• **OBJECTIVE**
Turn the data below into a numbered list, omitting any blank lines.

[Excerpts of location labeling data]
-.-.-
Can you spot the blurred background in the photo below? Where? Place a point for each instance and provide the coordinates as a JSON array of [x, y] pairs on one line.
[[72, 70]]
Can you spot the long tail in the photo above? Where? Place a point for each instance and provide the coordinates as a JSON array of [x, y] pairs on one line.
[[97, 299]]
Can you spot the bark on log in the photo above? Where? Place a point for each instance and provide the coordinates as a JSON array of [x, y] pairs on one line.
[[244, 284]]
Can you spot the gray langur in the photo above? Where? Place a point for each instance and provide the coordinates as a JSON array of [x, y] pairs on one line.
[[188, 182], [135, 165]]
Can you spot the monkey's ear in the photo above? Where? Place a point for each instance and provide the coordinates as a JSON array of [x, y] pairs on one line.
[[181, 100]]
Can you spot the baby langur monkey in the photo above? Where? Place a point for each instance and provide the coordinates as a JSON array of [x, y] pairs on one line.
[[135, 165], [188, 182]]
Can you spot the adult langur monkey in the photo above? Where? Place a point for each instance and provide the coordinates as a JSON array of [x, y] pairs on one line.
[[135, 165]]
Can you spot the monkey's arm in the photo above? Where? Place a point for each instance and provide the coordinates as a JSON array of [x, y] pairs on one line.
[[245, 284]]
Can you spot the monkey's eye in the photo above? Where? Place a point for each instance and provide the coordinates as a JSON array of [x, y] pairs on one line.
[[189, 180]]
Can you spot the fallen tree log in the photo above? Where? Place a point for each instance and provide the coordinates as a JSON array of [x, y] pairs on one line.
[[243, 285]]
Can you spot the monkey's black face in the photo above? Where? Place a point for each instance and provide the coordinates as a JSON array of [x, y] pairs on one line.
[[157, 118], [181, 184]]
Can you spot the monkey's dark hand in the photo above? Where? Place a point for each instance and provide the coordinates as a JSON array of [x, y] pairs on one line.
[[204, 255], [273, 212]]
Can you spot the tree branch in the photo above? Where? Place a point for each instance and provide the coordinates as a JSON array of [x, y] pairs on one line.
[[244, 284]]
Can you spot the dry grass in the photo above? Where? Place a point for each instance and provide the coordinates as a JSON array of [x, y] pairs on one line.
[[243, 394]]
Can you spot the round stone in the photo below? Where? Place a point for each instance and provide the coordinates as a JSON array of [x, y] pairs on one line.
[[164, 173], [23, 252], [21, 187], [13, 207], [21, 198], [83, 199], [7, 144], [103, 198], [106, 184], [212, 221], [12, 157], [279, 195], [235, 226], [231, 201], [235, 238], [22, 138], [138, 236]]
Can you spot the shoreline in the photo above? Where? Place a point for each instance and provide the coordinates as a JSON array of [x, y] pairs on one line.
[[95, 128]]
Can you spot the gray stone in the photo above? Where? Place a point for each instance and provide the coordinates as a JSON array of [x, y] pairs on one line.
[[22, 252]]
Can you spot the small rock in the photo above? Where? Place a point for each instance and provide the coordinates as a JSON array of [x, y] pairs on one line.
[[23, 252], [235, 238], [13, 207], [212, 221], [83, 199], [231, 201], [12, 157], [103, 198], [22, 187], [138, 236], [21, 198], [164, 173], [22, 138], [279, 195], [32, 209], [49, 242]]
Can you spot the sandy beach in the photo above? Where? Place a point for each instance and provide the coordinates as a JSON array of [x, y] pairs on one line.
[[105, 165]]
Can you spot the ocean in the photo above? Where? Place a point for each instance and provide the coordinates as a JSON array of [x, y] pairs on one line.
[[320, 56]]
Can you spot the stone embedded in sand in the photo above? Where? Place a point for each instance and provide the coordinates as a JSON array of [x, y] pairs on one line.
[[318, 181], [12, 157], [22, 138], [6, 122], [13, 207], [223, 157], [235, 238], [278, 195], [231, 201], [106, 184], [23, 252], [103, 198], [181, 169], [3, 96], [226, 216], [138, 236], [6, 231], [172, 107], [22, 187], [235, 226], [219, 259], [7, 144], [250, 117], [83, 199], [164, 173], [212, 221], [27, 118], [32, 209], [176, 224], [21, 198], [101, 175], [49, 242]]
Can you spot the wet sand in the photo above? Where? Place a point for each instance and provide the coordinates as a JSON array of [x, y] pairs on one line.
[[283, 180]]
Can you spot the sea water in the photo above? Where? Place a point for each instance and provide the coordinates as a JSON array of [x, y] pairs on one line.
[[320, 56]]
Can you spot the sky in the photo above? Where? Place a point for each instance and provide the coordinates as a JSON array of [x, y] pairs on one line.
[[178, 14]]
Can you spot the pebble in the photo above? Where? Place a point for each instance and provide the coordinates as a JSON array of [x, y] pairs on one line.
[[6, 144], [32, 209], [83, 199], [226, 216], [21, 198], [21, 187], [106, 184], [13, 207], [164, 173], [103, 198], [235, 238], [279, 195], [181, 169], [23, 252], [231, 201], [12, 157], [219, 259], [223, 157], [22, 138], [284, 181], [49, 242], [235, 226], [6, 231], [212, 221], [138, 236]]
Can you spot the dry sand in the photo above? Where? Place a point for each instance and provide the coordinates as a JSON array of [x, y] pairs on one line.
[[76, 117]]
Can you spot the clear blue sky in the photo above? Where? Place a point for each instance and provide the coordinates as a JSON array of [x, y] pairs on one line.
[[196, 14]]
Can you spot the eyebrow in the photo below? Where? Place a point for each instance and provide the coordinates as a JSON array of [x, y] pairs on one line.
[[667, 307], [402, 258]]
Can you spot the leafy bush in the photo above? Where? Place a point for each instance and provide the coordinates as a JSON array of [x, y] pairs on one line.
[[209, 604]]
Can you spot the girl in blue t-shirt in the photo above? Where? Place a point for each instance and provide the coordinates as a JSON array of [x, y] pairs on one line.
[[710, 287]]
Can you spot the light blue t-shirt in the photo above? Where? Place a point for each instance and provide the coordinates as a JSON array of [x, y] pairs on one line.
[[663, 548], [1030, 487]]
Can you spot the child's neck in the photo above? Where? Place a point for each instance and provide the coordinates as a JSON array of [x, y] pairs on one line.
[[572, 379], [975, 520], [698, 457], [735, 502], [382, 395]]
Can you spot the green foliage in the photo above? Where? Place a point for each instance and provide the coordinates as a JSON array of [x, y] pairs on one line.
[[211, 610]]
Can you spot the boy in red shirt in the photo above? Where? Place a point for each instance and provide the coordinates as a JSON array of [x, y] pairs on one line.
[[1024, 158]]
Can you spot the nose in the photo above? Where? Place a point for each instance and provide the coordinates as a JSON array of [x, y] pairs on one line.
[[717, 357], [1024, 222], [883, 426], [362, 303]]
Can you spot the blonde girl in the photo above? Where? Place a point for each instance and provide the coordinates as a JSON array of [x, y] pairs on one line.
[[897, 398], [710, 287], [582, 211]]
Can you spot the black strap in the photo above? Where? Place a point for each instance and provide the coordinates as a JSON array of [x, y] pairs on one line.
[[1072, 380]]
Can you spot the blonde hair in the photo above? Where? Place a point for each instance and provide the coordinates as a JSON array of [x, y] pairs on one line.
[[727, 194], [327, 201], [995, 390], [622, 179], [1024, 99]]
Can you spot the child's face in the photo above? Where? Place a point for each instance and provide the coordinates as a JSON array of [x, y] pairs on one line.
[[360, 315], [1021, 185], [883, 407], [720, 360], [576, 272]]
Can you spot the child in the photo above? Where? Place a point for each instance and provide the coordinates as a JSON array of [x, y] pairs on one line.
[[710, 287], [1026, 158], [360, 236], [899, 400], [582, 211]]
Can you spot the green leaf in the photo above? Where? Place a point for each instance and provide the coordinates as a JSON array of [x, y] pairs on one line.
-.-.-
• **THE SOLUTION**
1. Can you spot the blurred background in the photo below? Where? Place a point for each instance and provide the coordinates as a JSON array of [x, y] pairs on one line.
2. [[72, 70]]
3. Can you spot the long tail in the photo above? Where? Place a point for each instance and provide the coordinates as a JSON array of [x, y] pairs on one line.
4. [[97, 299]]
5. Can you spot the bark on log in the photo above? Where? Place a point for each instance and provide the coordinates as a JSON array of [x, y] pairs on one line.
6. [[244, 284]]
7. Can you spot the gray langur in the photo above? Where? Place a point for each instance and provide the coordinates as a JSON array of [x, y] pairs on one line.
8. [[188, 182], [135, 165]]
9. Can you spot the monkey's ear in the photo above? Where? Place a point for each instance and provide the coordinates as a JSON array of [x, y] pairs on one line.
10. [[181, 100]]
11. Can you spot the baby langur monkey in the photo above? Where? Place a point for each instance and provide the coordinates as a JSON array of [x, y] pairs on one line.
12. [[135, 165], [188, 182]]
13. Can you spot the adult langur monkey in the photo above? Where? Place a point for each instance and provide the coordinates as a JSON array of [x, y] pairs on one line.
14. [[135, 165]]
15. Can you spot the monkey's arm in the photo above? Where? Place a point for each instance and provide the coordinates as a JSON array of [x, y] pairs on one line.
16. [[245, 284]]
17. Can you spot the monkey's eye in the photo above? Where? Place a point for each instance and provide the coordinates as a JSON array of [x, y] pairs on one line.
18. [[189, 180]]
19. Can you spot the fallen tree log in the photo above? Where? Place a point for each instance and provide the coordinates as a JSON array of [x, y] pairs on one line.
20. [[243, 285]]
21. Can you spot the monkey's black face in the photo above? Where? Place a point for each instance and provide the coordinates as a JSON array of [x, y] pairs on one line.
22. [[157, 118], [181, 184]]
23. Can you spot the monkey's dark hand in the photo above? Where? Place a point for each instance and provide the coordinates as a JSON array of [x, y] pairs on one line.
24. [[204, 255], [273, 212]]
25. Can you spot the tree branch in the photo above? Where? Place a point for each instance and provide the coordinates as a JSON array of [x, y] pairs on one line.
26. [[244, 284]]
27. Can you spot the dry grass in the photo above? Where? Place a point for each instance and provide the coordinates as a JSON array of [x, y] pairs on one line.
28. [[243, 394]]
29. Can you spot the round stone in the photo below? Where? Place a point for each instance and provide the coordinates as a JSON array of [x, y] pairs on one line.
30. [[164, 173], [23, 252], [21, 187], [13, 207], [21, 198], [83, 199], [7, 144], [103, 198], [106, 184], [212, 221], [12, 157], [279, 195], [235, 226], [231, 201], [235, 238], [22, 138], [138, 236]]
31. Can you spot the shoreline in the photo above? Where? Place a point for each instance and provide the coordinates as a JSON array of [x, y] pairs on one line.
32. [[95, 128]]
33. Can you spot the gray stone in the photo above? Where? Place a point for each instance and provide the coordinates as a JSON array of [x, y] pairs on one line.
34. [[22, 252]]
35. Can you spot the small rock in the photo above? Where? Place a point for each instance and provide the coordinates as a JSON array of [x, y] pairs on one line.
36. [[23, 252], [235, 238], [13, 207], [212, 221], [83, 199], [231, 201], [12, 157], [103, 198], [22, 187], [138, 236], [21, 198], [164, 173], [22, 138], [279, 195], [32, 209], [49, 242]]
37. Can you spot the sandy beach in the photo above? Where? Place a point for each instance and provide the coordinates as a JSON array of [x, y] pairs on one line.
38. [[105, 165]]
39. Can you spot the ocean in the photo above? Where? Place a point for each instance and provide the coordinates as a JSON array of [x, y] pairs on one line.
40. [[320, 56]]
41. Can you spot the stone embedded in sand in the photo above? Where? Place a point for each instance and provide the coordinates as a JSON array of [x, y] pairs on one line.
42. [[318, 181], [12, 157], [22, 138], [6, 122], [13, 207], [223, 157], [235, 238], [278, 195], [231, 201], [106, 184], [23, 252], [103, 198], [181, 169], [3, 96], [226, 216], [138, 236], [6, 231], [172, 107], [22, 187], [235, 226], [219, 259], [7, 144], [250, 117], [83, 199], [164, 173], [212, 221], [27, 118], [32, 209], [176, 224], [21, 198], [101, 175], [49, 242]]
43. Can you spot the wet sand in the photo above? Where? Place a point for each instance and provide the coordinates as a JSON array of [x, y] pairs on one line.
44. [[283, 180]]
45. Can you spot the sea water in the photo above? Where? Place a point for each instance and provide the coordinates as a JSON array of [x, y] pairs on one line.
46. [[320, 56]]
47. Can you spot the sky in the photo above? Where? Place a point for each instance and provide the coordinates as a JSON array of [x, y] pairs on one line.
48. [[178, 14]]
49. Can you spot the pebble in the photo above? Where? Place a point for each instance and provide the coordinates as a JSON array of [x, y] pairs on one line.
50. [[6, 144], [32, 209], [83, 199], [226, 216], [21, 198], [21, 187], [106, 184], [13, 207], [164, 173], [103, 198], [235, 238], [279, 195], [181, 169], [23, 252], [231, 201], [12, 157], [219, 259], [223, 157], [22, 138], [284, 181], [49, 242], [235, 226], [6, 231], [212, 221], [138, 236]]
51. Can you spot the dry sand in the photo above? Where? Place a point for each instance and provide the coordinates as a JSON array of [x, y] pairs on one line.
52. [[76, 117]]
53. Can you spot the clear blue sky in the photo above? Where? Place a point for each instance and provide the coordinates as a JSON array of [x, y] pairs on one line.
54. [[196, 14]]
55. Can you spot the eyebrow in the photo below? Where? Place a point for each instance and provide the coordinates as a JSON array of [x, y] pairs on one line.
56. [[667, 307], [402, 258]]
57. Can you spot the leafy bush in the photo above? Where? Place a point for each instance and provide the coordinates as a JSON array of [x, y] pairs on one line.
58. [[209, 604]]
59. Can you spot the girl in blue t-shirt in the photo above? Where? Place a point for each instance and provide the coordinates as a JSON array of [x, y] pairs on one line.
60. [[710, 287]]
61. Can you spot the light blue t-shirt in the photo above? Where? Place a point for each instance and provide the coordinates as a JSON array of [x, y] pairs on one line.
62. [[663, 548], [1030, 487]]
63. Can you spot the child's neck in the photo above? Where? Place a point for each instance and provide the coordinates as a JSON array of [x, y] pairs on one line.
64. [[572, 379], [975, 520], [698, 457], [735, 502], [382, 395]]
65. Can you spot the green foliage in the photo above? Where? Place a point for each instance and provide the coordinates as a JSON array of [x, y] pairs on one line.
66. [[211, 610]]
67. Can you spot the boy in red shirt in the photo above? Where? Place a point for each instance and provide the coordinates as a JSON array of [x, y] pairs on one line.
68. [[1024, 158]]
69. Can you spot the nose in the photo above? Where? Place a point for each instance and provide the coordinates as a JSON array of [x, y] pairs on one line.
70. [[717, 357], [1024, 222], [883, 426], [362, 303]]
71. Can you spot the blonde girl in the photo above? Where? Place a point for each instance and provide the coordinates as a JSON array of [x, y] pairs on one line.
72. [[897, 398], [710, 287], [582, 211]]
73. Can you spot the black strap in the photo above? Where? Place a point for each instance and provide the coordinates as a JSON array of [x, y] pairs on one line.
74. [[1072, 380]]
75. Can you spot the blonde hair in the photo above? Where? Place a point for each instance and provide the coordinates as a JSON array of [x, y] pairs on one line.
76. [[727, 194], [327, 201], [995, 390], [622, 179], [1024, 99]]
77. Can you spot the child's face in the photo above? Where? Place a point for each instance and provide the coordinates as a JSON array of [x, y] pairs on one line.
78. [[360, 315], [1021, 185], [883, 407], [720, 360], [576, 272]]
79. Can you spot the child in the photo above? Where? Place a point for each instance and provide the coordinates as a JSON array of [x, y] pairs on one line.
80. [[710, 287], [1026, 158], [360, 236], [899, 400], [582, 211]]
81. Can you spot the green leaf in the photo above? Where? Place a point for each instance and provide the coordinates as a JSON array of [x, y] pairs on one line.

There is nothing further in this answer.